§ WHAT YOU ARE ASKED TO DO:
Reproduce the listing below line for line, leaving out the pictures.

=== EXERCISE INPUTS ===

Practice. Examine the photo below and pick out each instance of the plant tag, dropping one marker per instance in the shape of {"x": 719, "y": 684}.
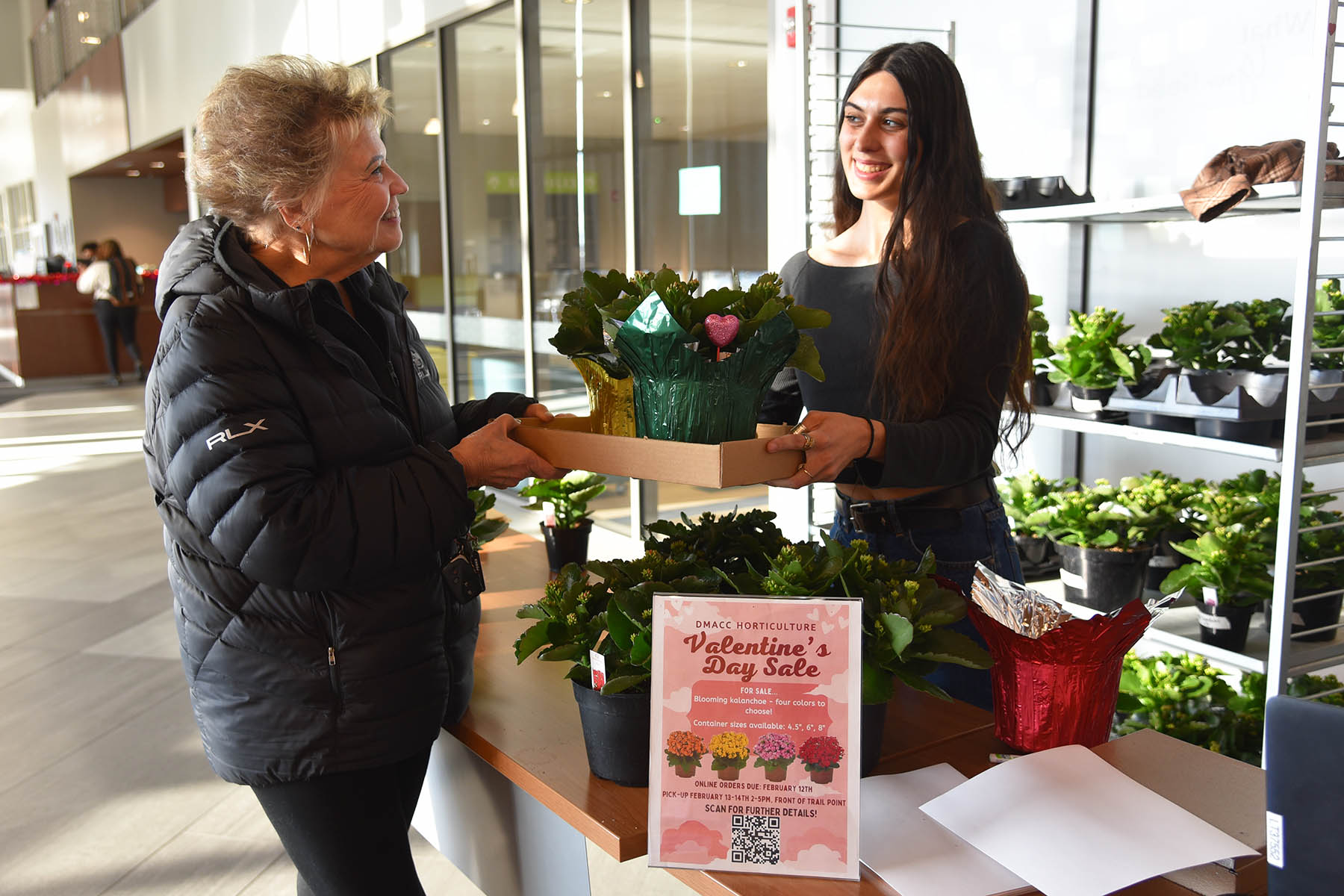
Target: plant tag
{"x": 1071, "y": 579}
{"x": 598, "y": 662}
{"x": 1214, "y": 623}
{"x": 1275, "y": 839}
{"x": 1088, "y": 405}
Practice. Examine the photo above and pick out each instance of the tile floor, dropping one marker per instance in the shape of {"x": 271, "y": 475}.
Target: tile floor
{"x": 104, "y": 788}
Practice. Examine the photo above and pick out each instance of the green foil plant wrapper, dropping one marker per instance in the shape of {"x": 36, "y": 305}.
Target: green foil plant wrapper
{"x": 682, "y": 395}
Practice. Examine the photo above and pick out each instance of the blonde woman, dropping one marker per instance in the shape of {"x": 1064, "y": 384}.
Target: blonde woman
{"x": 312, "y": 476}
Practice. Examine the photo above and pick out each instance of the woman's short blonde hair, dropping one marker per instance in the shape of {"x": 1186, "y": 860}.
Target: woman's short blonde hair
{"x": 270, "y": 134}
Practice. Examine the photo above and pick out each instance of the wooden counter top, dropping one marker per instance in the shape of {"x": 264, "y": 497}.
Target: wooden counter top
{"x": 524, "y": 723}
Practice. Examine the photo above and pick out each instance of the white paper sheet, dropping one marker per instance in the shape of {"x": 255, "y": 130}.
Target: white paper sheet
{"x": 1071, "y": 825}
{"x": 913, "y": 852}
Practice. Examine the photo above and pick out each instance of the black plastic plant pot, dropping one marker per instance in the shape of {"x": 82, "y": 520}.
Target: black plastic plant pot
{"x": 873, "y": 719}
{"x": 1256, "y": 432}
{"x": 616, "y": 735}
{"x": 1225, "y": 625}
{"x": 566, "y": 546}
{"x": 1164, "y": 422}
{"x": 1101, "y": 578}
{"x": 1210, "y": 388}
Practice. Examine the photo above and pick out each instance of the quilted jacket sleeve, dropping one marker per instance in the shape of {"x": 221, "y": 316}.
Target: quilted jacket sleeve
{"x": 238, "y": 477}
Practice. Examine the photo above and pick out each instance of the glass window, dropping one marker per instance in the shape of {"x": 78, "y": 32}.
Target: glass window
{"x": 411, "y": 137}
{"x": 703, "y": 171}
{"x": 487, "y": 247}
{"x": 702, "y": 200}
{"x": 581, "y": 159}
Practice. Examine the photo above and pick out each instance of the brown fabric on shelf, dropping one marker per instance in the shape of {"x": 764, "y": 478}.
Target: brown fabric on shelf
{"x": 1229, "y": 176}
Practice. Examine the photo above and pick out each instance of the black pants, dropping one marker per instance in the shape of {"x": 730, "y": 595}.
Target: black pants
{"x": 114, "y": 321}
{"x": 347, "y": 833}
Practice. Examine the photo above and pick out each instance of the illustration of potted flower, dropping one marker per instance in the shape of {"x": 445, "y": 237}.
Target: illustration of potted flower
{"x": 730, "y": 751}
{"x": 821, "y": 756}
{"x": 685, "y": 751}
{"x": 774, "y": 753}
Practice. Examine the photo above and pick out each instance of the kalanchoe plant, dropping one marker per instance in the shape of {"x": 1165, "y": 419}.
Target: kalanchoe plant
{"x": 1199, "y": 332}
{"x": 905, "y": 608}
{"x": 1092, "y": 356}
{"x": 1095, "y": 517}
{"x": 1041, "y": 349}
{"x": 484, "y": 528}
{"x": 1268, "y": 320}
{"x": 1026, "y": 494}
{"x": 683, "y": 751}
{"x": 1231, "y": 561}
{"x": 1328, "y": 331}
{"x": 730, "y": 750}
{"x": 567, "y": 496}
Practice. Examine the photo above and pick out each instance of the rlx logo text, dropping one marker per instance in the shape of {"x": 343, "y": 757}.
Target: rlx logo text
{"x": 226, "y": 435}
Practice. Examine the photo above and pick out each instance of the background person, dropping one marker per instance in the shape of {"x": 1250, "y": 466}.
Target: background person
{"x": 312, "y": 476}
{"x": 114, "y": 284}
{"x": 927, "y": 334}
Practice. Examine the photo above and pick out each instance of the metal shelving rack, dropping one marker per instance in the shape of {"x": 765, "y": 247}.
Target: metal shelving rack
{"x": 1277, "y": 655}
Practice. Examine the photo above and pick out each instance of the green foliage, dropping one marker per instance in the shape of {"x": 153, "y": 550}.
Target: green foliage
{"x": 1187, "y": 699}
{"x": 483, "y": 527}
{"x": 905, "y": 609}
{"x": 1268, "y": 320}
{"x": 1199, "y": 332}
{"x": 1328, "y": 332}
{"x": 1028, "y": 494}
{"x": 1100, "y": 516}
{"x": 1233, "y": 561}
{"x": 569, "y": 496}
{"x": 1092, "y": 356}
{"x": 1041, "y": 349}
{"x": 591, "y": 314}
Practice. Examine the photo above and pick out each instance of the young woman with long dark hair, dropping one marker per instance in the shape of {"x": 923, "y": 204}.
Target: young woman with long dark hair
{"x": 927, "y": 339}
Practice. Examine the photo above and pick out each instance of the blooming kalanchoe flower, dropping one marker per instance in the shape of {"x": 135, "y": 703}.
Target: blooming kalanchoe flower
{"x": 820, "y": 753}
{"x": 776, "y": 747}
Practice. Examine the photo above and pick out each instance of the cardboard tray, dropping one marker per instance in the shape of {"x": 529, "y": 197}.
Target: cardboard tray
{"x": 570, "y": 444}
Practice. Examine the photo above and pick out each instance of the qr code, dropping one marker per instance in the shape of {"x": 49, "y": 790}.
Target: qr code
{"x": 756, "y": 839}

===

§ ANSWER TO THIS PROBLEM:
Practice. Examine the photo below and pick out each instance of the plant tag, dropping one marker per instance in the shape of {"x": 719, "y": 684}.
Target: plant tag
{"x": 1071, "y": 579}
{"x": 598, "y": 662}
{"x": 1214, "y": 623}
{"x": 1275, "y": 839}
{"x": 1088, "y": 405}
Practice. Examine the photo above and pick out each instance of the tile floor, dropping one marker per instance in the shape of {"x": 271, "y": 475}.
Target: tile floor
{"x": 104, "y": 788}
Practice. Examine the photo above and pick out each instance of the green foil plant wrapper, dropping one marker per instance in the shape of {"x": 36, "y": 305}.
Target: green foil plant wrapper
{"x": 682, "y": 395}
Practice. Examine the photo above and pick out each instance of the blonde woman, dropping one marker per instance in the shape of {"x": 1064, "y": 384}.
Target: blonde woman
{"x": 312, "y": 476}
Practice. Examine the photo above and pick out each instance of the woman's short blonde hair, dropping one marker per instance in the shape of {"x": 1186, "y": 860}.
Target: woman's short blonde hair
{"x": 270, "y": 134}
Practice. Examine the photo above and pick out each instance of the wooden counter top, dropping one marker per instance in the shape of {"x": 264, "y": 497}.
Target: wooden counter top
{"x": 524, "y": 723}
Practice. Examine the photo above and pick out each instance of the white paper sheet, dropping one marker per instance in the shape of {"x": 255, "y": 130}.
Target: white paper sheet
{"x": 1071, "y": 825}
{"x": 913, "y": 852}
Practice. Examine the photo above and pick out each instance of the black plastic plant pot, dropping one marker per instance in the shape of {"x": 82, "y": 520}.
Target: black plastic plant pot
{"x": 873, "y": 719}
{"x": 1256, "y": 432}
{"x": 616, "y": 735}
{"x": 1225, "y": 625}
{"x": 566, "y": 546}
{"x": 1164, "y": 422}
{"x": 1101, "y": 578}
{"x": 1210, "y": 388}
Practice. Examine the photo above and pick out each instance of the quilted jacket sleeve, dropping one marker per instance in the shape of {"x": 221, "y": 316}.
Target: quilted jacket sleeve
{"x": 238, "y": 477}
Practice. Examine the photo above and pick out each instance of the glass window, dropping one marker per instance in the shape of {"x": 78, "y": 32}.
Target: glass window
{"x": 411, "y": 137}
{"x": 703, "y": 171}
{"x": 487, "y": 247}
{"x": 702, "y": 200}
{"x": 581, "y": 159}
Practice. Examine the photo above and pick out each instance of the brown fabric on shelf, dropping one marker per instance in the shape of {"x": 764, "y": 478}.
Target: brown fabric on shelf
{"x": 1229, "y": 176}
Practice. Examine the photo above and pick out each instance of the black pants, dropping one marker per instance in the shape of {"x": 730, "y": 595}.
Target: black pants
{"x": 114, "y": 321}
{"x": 347, "y": 833}
Practice. Examine the photo above and pick out each instance of the illustration of potted flower, dropping one marker per instance in the shape of {"x": 445, "y": 237}.
Target: illustration of potted flower
{"x": 730, "y": 751}
{"x": 821, "y": 756}
{"x": 685, "y": 751}
{"x": 774, "y": 753}
Practice. Examine the photo above and pick out each instance of the kalanchoe plant, dropping one marker per instance in the shape of {"x": 1165, "y": 419}.
Target: kalanchoe plant
{"x": 1199, "y": 332}
{"x": 905, "y": 608}
{"x": 1092, "y": 356}
{"x": 1095, "y": 517}
{"x": 1041, "y": 349}
{"x": 484, "y": 528}
{"x": 1268, "y": 320}
{"x": 1026, "y": 494}
{"x": 683, "y": 751}
{"x": 1231, "y": 561}
{"x": 1328, "y": 331}
{"x": 730, "y": 750}
{"x": 567, "y": 496}
Practice. Examine the photo above and pick out each instance of the rlx logo text, dropping one marker per instance in the shape of {"x": 343, "y": 757}.
Target: rlx logo text
{"x": 226, "y": 435}
Practice. Examine the photo above and pick out each instance of the background person, dropping one marker per instance in the shape of {"x": 1250, "y": 466}.
Target: background person
{"x": 312, "y": 476}
{"x": 114, "y": 284}
{"x": 927, "y": 334}
Practice. Examine the photo above and pick out each instance of the metal shelving rack, dropping one marker per instance in the shape of {"x": 765, "y": 247}.
Target: metal shelving rack
{"x": 1277, "y": 655}
Practice. Examine the photo above and pick out each instance of the green foliage, dropping one marker per instance in the shape of {"x": 153, "y": 550}.
Target: green foliage
{"x": 1187, "y": 699}
{"x": 483, "y": 527}
{"x": 905, "y": 609}
{"x": 1268, "y": 320}
{"x": 1199, "y": 332}
{"x": 1328, "y": 332}
{"x": 1028, "y": 494}
{"x": 1100, "y": 516}
{"x": 1233, "y": 561}
{"x": 569, "y": 496}
{"x": 1092, "y": 356}
{"x": 1041, "y": 349}
{"x": 591, "y": 314}
Practice. Examine the photo above and pick out each instance of the young woman with long dark hair, dropping one marker per instance in the shape of {"x": 923, "y": 204}.
Target: young woman with long dark hair
{"x": 927, "y": 339}
Practice. Examine the photo above and pick out each instance of the blooming kalanchoe flower, dropping one marker per instance in the shape of {"x": 135, "y": 703}.
Target: blooming kalanchoe flower
{"x": 820, "y": 753}
{"x": 776, "y": 747}
Practice. Examine the photo above and pick out each instance of the cardboard tray, dropping one marker per instance in the shape of {"x": 529, "y": 197}.
Target: cardboard tray
{"x": 570, "y": 444}
Practice. Examine the photo above and pick out each instance of the qr code, dropping one marker per instance in the shape of {"x": 49, "y": 790}.
Target: qr code
{"x": 756, "y": 839}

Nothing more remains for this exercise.